### [Task list]
1. Answer these questions from the book description:
(a) In what format is the book offered?
(b) Which organization sends the other Lata fundraising appeals?
(c) What field does Lata Murthy work in?
2. From the book description, return the stretch from "A compulsively readable" through "not without consequences.", copied word for word.

A compulsively readable romcom of mistaken identity set within high society New York and the sacrifices made to keep up appearances, in trade paperback.
Somewhere in New York City, Lata Murthy knows there is another person with her name living a much more interesting life. That's because Lata often receives the other Lata's emails: invites to Hampton soirees, fundraising appeals from the New York City Ballet and reminders about sample sales at Soho boutiques.. Lata's own life—working in digital content, watching Food Network marathons, spending recklessly on clothes she can't afford—feels pathetic in comparison. So, one day she decides to take on this other Lata's identity and jumps headfirst into the glamorous New York lifestyle ... but not without consequences.

### [Extracted information]

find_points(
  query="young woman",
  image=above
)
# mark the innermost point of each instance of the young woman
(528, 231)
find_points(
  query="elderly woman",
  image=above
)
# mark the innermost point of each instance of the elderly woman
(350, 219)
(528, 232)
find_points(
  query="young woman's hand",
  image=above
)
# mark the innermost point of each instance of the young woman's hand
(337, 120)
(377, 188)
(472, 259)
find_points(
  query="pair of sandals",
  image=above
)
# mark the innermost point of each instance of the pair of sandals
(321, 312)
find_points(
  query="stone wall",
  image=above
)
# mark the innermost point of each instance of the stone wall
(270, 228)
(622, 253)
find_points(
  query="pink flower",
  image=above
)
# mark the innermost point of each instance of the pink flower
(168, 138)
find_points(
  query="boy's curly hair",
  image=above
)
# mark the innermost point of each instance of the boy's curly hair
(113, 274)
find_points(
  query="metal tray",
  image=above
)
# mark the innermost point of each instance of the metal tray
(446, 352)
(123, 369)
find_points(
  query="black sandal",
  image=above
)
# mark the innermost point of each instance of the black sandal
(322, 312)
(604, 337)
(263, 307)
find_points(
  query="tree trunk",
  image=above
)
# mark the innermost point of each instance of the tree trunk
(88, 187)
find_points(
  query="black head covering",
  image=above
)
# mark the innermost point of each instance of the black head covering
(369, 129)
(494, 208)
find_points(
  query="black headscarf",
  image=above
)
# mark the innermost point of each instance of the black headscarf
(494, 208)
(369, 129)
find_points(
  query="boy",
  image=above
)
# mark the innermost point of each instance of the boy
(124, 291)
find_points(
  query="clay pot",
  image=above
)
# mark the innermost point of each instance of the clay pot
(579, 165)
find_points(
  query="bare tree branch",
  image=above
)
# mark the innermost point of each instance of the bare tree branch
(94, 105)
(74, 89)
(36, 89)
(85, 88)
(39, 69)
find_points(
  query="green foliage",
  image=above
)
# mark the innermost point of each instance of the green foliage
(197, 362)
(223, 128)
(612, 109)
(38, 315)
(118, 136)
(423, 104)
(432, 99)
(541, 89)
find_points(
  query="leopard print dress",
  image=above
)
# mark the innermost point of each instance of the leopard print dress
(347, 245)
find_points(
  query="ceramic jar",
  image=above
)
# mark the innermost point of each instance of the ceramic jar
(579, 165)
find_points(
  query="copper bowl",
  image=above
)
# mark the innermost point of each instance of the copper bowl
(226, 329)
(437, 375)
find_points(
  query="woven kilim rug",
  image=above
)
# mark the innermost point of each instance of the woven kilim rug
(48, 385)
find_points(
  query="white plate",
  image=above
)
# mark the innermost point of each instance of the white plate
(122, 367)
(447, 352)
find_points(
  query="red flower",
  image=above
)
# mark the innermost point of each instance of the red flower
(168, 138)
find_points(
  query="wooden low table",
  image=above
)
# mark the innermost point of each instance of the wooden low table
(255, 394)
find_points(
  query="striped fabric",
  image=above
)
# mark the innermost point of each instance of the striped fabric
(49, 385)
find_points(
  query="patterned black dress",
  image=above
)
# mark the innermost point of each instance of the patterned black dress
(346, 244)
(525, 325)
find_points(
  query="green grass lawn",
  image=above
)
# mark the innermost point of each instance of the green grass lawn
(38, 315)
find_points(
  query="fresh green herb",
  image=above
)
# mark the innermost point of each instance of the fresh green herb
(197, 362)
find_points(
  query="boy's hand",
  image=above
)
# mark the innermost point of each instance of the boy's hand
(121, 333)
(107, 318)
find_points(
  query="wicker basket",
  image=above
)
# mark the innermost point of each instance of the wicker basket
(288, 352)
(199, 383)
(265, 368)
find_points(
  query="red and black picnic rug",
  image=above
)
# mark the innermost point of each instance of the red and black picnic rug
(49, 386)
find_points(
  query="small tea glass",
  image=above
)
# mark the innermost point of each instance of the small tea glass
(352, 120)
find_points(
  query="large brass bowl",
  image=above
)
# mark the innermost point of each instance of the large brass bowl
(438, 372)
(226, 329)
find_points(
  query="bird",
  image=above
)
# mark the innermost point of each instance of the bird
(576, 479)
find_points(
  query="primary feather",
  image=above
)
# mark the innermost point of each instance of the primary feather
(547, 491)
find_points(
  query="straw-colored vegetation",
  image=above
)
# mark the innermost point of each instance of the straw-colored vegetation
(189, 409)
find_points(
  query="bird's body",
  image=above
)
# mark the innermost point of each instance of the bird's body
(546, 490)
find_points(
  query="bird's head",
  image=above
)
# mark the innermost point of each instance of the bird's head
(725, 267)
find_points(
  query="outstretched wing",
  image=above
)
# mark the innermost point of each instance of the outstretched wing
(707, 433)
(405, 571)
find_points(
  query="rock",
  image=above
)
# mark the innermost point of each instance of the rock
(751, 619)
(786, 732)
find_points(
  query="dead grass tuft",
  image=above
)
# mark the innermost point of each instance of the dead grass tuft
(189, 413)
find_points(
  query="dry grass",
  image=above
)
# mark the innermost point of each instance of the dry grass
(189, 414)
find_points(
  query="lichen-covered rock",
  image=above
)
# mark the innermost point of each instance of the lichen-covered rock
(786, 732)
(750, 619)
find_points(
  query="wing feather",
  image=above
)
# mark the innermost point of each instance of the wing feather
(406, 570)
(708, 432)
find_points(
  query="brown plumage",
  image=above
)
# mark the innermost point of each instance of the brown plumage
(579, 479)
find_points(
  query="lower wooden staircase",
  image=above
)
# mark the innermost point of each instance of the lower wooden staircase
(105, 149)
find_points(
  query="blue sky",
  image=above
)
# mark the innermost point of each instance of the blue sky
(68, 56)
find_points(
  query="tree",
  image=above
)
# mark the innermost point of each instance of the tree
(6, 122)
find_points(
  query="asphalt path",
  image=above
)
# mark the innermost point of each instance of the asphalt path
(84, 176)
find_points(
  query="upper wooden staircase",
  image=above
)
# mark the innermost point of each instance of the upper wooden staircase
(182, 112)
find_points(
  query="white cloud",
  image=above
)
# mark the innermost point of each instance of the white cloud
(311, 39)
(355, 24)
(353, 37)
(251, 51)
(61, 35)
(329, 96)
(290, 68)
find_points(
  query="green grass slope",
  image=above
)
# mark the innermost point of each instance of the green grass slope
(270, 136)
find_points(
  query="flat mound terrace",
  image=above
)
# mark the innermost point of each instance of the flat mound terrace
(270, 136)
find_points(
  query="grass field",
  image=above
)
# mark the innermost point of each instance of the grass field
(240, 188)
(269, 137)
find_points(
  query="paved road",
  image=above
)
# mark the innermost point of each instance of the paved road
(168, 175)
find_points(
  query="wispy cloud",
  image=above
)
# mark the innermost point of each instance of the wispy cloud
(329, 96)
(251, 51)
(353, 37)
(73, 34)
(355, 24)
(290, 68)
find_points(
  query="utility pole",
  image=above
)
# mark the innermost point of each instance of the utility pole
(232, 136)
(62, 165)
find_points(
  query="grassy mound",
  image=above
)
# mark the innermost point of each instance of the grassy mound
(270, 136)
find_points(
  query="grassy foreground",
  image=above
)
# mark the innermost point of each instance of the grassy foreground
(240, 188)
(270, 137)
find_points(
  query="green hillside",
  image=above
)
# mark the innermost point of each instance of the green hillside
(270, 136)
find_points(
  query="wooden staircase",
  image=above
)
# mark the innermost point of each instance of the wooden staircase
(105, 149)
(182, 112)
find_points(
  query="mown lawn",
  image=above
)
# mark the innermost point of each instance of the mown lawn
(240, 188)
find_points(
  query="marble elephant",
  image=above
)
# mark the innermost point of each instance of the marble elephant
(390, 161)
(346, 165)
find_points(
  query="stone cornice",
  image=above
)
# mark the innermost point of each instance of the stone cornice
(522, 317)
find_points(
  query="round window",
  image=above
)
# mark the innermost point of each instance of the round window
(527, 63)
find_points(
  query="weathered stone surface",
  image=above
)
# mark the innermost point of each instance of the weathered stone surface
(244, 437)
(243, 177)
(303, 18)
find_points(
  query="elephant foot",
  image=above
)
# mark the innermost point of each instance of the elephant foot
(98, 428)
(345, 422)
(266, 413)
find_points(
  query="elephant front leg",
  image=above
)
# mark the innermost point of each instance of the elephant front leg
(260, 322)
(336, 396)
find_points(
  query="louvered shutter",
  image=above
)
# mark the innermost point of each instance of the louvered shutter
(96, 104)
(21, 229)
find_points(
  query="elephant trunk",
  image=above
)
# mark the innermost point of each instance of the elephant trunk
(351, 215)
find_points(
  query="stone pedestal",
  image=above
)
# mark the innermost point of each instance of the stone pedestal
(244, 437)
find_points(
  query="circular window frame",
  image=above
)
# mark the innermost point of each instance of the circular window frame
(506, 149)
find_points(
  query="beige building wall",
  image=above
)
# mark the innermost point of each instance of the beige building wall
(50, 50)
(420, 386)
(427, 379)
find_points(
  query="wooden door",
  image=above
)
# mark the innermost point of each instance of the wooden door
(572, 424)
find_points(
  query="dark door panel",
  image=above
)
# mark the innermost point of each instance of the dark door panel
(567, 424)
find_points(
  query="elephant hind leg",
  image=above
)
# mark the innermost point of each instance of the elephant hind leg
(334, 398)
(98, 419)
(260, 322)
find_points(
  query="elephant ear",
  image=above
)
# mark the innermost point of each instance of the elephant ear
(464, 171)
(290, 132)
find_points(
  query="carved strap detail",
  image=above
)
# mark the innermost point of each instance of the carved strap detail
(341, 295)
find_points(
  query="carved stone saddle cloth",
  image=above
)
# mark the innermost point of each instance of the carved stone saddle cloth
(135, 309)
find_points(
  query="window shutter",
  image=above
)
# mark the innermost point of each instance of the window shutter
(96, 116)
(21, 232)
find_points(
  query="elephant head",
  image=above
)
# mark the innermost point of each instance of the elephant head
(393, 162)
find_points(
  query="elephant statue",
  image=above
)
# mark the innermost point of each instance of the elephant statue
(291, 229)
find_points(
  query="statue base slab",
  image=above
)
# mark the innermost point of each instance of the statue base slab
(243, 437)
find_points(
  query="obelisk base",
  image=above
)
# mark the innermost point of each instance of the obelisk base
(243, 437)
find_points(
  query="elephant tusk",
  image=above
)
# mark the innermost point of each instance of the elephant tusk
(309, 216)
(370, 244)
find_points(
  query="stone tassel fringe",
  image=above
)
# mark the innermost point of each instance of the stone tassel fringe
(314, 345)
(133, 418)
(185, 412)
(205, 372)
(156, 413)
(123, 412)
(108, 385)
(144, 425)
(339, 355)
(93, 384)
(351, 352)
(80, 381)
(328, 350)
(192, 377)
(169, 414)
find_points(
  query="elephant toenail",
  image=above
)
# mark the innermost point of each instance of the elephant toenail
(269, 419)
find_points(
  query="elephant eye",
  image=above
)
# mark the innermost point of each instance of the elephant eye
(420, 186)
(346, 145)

### [Exercise solutions]
1.
(a) Trade paperback
(b) The New York City Ballet
(c) Digital content

2.
A compulsively readable romcom of mistaken identity set within high society New York and the sacrifices made to keep up appearances, in trade paperback.
Somewhere in New York City, Lata Murthy knows there is another person with her name living a much more interesting life. That's because Lata often receives the other Lata's emails: invites to Hampton soirees, fundraising appeals from the New York City Ballet and reminders about sample sales at Soho boutiques.. Lata's own life—working in digital content, watching Food Network marathons, spending recklessly on clothes she can't afford—feels pathetic in comparison. So, one day she decides to take on this other Lata's identity and jumps headfirst into the glamorous New York lifestyle ... but not without consequences.